Short exercise:
Express the records in the stretch from the line containing "Pass-network tagging: label the cliff" through the line containing "[(162, 60)]" as a two-column CSV with the columns instruction and points. Give one row per record, with its text and its answer each in a single quoted field and line breaks replaced by spaces.

(Data items)
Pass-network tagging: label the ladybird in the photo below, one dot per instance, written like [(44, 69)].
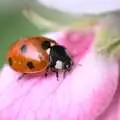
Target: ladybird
[(59, 59), (38, 54)]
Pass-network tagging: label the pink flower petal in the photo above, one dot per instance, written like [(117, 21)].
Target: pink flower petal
[(83, 95)]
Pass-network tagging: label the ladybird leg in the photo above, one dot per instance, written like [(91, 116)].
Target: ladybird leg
[(57, 75), (46, 72), (21, 76)]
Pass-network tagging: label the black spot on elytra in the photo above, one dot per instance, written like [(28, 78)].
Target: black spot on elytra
[(10, 61), (45, 45), (23, 48), (30, 65)]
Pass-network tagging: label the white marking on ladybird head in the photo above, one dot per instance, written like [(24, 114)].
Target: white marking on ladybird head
[(59, 64), (48, 51)]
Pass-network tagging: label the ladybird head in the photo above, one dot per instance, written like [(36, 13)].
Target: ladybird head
[(59, 58)]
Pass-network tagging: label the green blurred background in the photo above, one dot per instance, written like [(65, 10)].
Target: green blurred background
[(27, 18)]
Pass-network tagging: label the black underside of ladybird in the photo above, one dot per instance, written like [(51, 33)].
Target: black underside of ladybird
[(58, 53)]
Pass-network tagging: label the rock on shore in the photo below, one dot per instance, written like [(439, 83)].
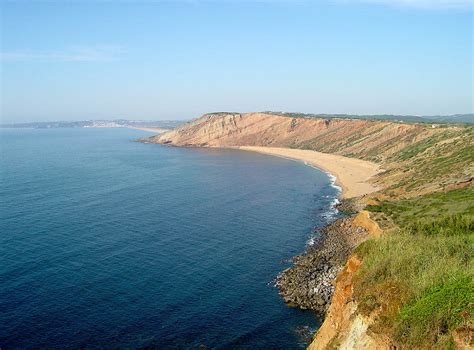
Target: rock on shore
[(309, 283)]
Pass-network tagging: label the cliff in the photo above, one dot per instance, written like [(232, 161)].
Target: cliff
[(409, 282), (417, 158)]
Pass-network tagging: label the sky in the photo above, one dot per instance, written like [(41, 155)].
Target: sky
[(162, 60)]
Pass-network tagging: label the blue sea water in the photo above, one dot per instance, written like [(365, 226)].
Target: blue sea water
[(110, 243)]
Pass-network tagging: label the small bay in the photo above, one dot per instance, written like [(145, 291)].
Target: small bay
[(110, 243)]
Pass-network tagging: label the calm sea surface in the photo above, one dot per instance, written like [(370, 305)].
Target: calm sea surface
[(110, 243)]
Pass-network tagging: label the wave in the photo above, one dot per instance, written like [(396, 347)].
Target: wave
[(331, 213)]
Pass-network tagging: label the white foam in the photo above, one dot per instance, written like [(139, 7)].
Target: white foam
[(333, 211)]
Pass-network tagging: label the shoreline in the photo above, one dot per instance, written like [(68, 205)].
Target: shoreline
[(351, 175), (154, 130)]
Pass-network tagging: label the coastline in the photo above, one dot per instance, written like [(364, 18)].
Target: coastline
[(153, 130), (352, 175)]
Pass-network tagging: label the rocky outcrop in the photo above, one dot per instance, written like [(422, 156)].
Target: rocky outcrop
[(365, 139), (343, 327), (308, 284), (416, 158)]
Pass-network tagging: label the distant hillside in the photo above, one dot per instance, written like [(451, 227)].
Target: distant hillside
[(417, 157), (116, 123), (455, 118)]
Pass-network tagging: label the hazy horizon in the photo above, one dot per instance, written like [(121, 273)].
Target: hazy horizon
[(164, 60)]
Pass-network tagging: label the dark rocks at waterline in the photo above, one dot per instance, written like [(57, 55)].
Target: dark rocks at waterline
[(309, 283)]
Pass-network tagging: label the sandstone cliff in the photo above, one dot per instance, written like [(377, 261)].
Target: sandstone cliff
[(417, 158)]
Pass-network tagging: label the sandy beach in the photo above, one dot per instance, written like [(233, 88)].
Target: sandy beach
[(352, 175), (154, 130)]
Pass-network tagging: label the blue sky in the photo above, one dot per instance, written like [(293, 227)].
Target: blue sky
[(75, 60)]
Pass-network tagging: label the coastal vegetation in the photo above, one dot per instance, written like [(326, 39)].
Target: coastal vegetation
[(417, 280), (409, 277)]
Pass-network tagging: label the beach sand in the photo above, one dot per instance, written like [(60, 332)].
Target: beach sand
[(154, 130), (352, 175)]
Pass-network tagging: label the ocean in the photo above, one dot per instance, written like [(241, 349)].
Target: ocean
[(109, 243)]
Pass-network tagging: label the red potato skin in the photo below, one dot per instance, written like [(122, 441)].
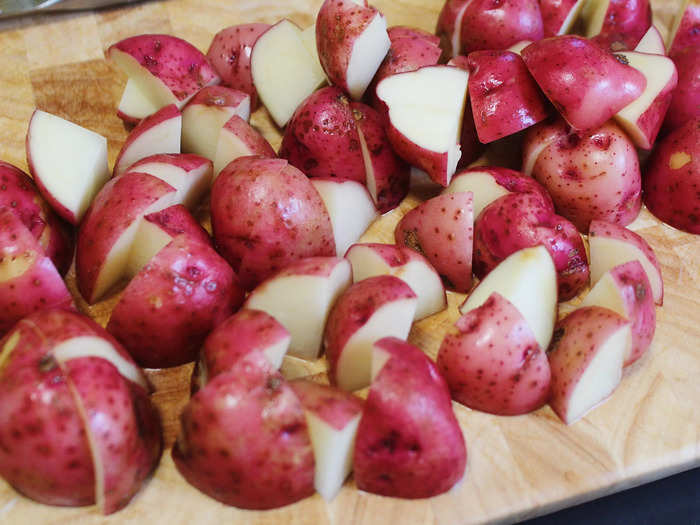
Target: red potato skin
[(45, 453), (469, 141), (334, 406), (688, 34), (504, 97), (590, 176), (672, 178), (410, 49), (576, 338), (177, 63), (164, 114), (392, 176), (257, 144), (176, 220), (120, 202), (442, 230), (409, 444), (108, 402), (518, 221), (244, 332), (586, 84), (266, 214), (447, 25), (634, 284), (229, 429), (624, 25), (229, 54), (499, 25), (493, 363), (338, 24), (685, 100), (554, 13), (19, 194), (352, 310), (321, 138), (171, 305), (37, 286)]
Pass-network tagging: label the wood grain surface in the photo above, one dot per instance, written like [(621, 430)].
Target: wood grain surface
[(518, 467)]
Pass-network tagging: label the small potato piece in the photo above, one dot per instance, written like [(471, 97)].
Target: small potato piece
[(245, 442), (266, 214), (493, 363), (171, 305), (442, 229), (672, 178), (409, 444)]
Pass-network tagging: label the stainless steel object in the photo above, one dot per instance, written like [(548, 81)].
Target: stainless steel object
[(11, 8)]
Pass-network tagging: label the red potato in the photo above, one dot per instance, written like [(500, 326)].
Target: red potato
[(488, 183), (167, 310), (672, 178), (558, 16), (590, 176), (155, 232), (409, 444), (158, 133), (167, 69), (486, 25), (652, 42), (206, 113), (297, 69), (254, 241), (684, 31), (332, 417), (28, 279), (625, 289), (350, 208), (685, 100), (300, 297), (352, 41), (387, 176), (612, 245), (229, 54), (244, 442), (107, 232), (642, 118), (190, 175), (377, 307), (247, 331), (321, 138), (410, 49), (236, 139), (585, 83), (519, 221), (493, 362), (504, 97), (442, 230), (123, 459), (19, 194), (371, 259), (68, 163), (425, 110), (617, 24), (449, 26), (586, 360), (62, 378)]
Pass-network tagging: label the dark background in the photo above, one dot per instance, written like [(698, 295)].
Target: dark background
[(672, 501)]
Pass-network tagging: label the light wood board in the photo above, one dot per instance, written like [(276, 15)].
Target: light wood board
[(518, 466)]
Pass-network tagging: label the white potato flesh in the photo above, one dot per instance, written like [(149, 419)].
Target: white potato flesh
[(69, 160), (527, 279), (355, 362)]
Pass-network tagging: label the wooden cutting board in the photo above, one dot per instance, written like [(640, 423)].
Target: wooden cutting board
[(518, 467)]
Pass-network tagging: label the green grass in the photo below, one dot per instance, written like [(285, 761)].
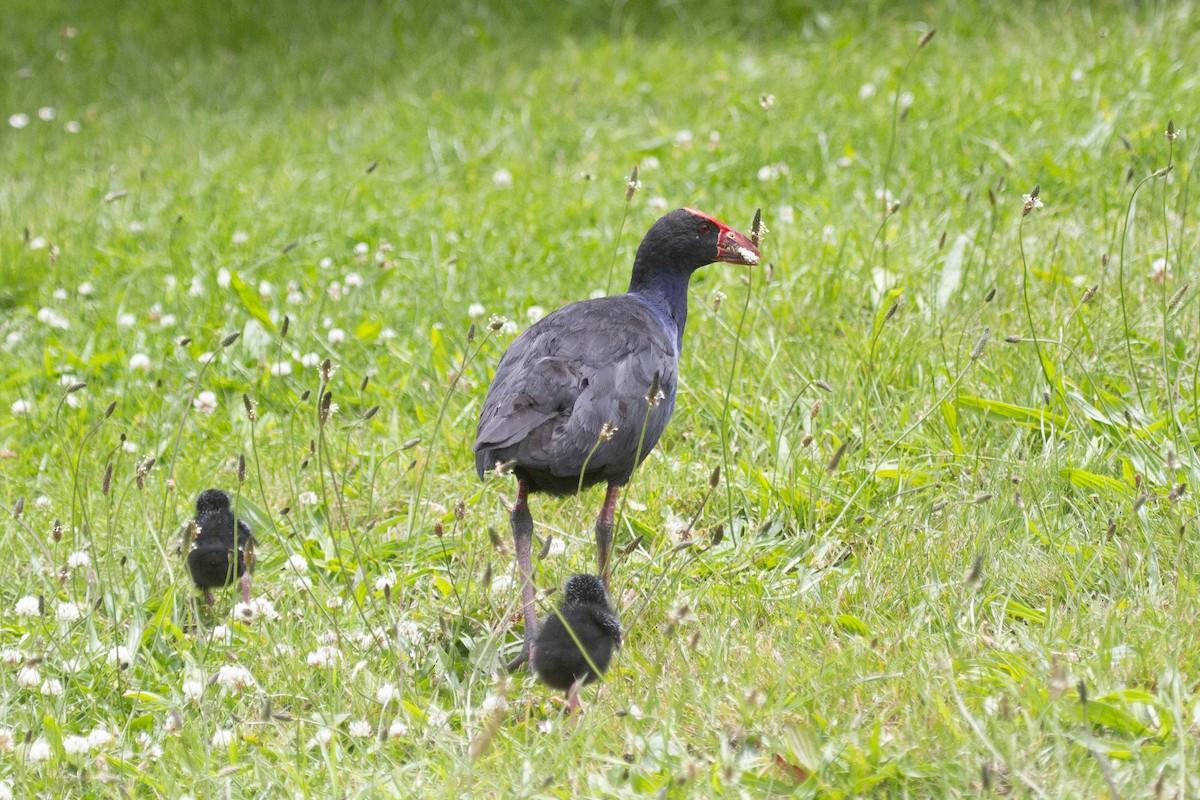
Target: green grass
[(1003, 524)]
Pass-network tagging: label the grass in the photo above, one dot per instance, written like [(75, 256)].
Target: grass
[(921, 573)]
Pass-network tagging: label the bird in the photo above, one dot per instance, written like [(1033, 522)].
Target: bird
[(582, 396), (213, 537), (569, 662)]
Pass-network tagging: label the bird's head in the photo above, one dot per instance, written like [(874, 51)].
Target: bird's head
[(211, 500), (586, 589), (690, 239)]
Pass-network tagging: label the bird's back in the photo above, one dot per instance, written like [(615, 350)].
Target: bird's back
[(586, 366), (558, 660)]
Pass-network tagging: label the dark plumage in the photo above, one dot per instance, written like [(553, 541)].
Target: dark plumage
[(214, 539), (557, 657), (591, 365)]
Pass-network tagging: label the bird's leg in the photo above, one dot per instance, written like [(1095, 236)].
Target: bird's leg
[(522, 537), (604, 531), (573, 697)]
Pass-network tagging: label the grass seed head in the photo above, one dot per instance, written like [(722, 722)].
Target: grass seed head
[(981, 343), (1179, 295)]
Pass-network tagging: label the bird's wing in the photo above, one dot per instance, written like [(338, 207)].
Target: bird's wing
[(586, 365), (606, 621)]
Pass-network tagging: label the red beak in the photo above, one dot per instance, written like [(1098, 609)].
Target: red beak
[(736, 248)]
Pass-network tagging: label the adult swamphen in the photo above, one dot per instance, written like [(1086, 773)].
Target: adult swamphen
[(582, 396), (213, 539)]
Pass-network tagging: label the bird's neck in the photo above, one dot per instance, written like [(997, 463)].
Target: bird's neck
[(666, 293)]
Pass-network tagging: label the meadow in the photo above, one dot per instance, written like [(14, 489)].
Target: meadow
[(951, 549)]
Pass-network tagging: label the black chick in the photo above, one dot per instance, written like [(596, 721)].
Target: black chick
[(557, 659), (214, 537)]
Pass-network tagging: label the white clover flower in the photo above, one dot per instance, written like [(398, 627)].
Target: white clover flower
[(324, 657), (99, 738), (29, 677), (385, 582), (495, 703), (119, 657), (75, 745), (40, 751), (205, 402), (52, 318), (75, 666), (193, 690), (235, 678), (28, 606), (264, 608), (436, 716)]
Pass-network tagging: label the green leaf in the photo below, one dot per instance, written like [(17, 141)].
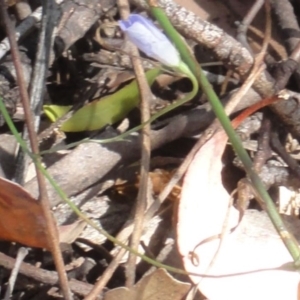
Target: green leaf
[(101, 112)]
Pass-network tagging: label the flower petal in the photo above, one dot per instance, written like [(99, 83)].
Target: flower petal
[(149, 39)]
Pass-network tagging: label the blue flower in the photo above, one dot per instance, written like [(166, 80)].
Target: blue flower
[(149, 39)]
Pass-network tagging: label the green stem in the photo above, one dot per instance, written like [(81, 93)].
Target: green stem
[(182, 69), (74, 208), (218, 109)]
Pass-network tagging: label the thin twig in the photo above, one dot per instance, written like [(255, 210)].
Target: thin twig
[(22, 252), (37, 86), (215, 125), (43, 197), (141, 204), (101, 283)]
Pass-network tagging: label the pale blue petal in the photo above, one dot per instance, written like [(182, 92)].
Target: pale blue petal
[(149, 39)]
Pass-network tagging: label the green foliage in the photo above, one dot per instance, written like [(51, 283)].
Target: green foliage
[(101, 112)]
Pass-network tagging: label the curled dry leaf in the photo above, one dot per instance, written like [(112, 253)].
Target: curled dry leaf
[(252, 262), (22, 219), (156, 286)]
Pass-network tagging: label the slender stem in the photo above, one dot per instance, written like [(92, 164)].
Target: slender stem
[(218, 109)]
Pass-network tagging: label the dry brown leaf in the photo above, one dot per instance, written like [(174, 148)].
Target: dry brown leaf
[(157, 286), (252, 263), (21, 216)]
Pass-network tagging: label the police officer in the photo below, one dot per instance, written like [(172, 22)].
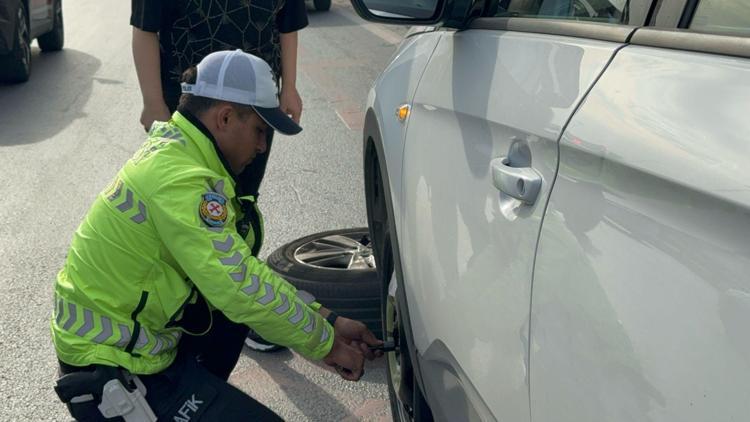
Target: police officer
[(166, 257)]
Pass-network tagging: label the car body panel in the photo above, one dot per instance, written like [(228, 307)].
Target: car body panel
[(468, 249), (399, 81), (641, 294)]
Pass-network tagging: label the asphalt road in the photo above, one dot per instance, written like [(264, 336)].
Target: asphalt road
[(64, 135)]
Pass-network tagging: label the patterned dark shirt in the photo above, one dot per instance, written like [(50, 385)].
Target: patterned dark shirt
[(189, 30)]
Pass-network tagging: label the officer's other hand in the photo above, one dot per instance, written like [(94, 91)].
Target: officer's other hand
[(291, 103), (154, 111), (357, 335), (347, 359)]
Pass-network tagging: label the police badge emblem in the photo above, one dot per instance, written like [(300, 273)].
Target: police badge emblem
[(213, 209)]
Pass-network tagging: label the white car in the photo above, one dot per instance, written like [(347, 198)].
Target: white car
[(558, 194)]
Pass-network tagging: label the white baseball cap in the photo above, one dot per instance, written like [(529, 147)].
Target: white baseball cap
[(242, 78)]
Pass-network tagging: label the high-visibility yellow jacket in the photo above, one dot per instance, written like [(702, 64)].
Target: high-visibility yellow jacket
[(164, 228)]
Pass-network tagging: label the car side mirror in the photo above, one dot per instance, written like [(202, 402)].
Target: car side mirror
[(403, 12)]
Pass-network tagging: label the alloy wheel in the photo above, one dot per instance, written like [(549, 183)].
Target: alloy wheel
[(337, 252), (24, 36)]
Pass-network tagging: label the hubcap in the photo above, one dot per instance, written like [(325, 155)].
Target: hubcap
[(337, 252)]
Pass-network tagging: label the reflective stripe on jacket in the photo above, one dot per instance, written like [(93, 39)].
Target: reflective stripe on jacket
[(164, 227)]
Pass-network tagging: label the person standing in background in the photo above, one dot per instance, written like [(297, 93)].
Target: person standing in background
[(170, 36)]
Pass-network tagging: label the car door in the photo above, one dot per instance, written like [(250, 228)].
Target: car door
[(641, 291), (483, 129)]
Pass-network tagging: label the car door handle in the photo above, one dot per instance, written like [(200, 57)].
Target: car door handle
[(522, 183)]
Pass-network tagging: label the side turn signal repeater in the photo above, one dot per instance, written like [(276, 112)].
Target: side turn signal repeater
[(403, 112)]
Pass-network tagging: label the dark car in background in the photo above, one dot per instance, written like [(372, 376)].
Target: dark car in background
[(22, 21)]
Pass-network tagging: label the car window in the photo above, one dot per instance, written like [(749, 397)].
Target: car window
[(607, 11), (722, 16)]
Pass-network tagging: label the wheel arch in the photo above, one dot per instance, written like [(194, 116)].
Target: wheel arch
[(376, 170)]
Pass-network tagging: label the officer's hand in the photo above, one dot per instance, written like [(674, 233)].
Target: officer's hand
[(156, 111), (348, 360), (291, 103), (357, 334)]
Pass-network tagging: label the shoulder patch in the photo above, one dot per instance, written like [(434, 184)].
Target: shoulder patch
[(213, 209)]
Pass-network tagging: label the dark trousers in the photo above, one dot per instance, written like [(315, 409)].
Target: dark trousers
[(194, 387)]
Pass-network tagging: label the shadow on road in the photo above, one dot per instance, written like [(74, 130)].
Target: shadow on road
[(54, 96), (307, 396)]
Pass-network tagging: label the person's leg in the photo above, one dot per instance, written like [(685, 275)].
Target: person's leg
[(188, 391), (219, 349), (85, 411), (252, 176)]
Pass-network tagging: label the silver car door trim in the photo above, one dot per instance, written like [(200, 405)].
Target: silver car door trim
[(591, 30), (692, 41)]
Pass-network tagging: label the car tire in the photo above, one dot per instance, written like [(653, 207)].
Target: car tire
[(16, 65), (322, 5), (54, 40), (337, 268)]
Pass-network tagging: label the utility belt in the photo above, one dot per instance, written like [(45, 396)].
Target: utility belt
[(113, 391)]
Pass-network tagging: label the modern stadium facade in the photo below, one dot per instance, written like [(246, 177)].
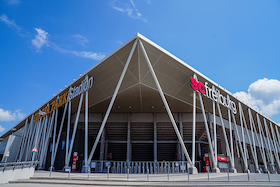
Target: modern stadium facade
[(141, 108)]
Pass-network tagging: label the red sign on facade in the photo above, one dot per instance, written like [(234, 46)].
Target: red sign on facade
[(75, 158), (34, 150)]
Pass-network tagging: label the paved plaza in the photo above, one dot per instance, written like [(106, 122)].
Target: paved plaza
[(43, 179)]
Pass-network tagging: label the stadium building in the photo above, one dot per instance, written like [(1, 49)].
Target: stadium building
[(143, 109)]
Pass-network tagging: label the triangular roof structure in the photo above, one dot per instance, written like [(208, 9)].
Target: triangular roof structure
[(138, 91)]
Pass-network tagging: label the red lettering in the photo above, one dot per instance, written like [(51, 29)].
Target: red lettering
[(202, 91), (194, 84)]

Problem solution:
instruction,points
"Pass-network tagging: label the cliff in the photo above, one dot per instance, written like [(232, 161)]. Target: cliff","[(409, 282), (417, 158)]"
"Pass-network tagging: label the sky in the photo above, one dot per instance, written like [(41, 155)]. Target: sky","[(162, 60)]"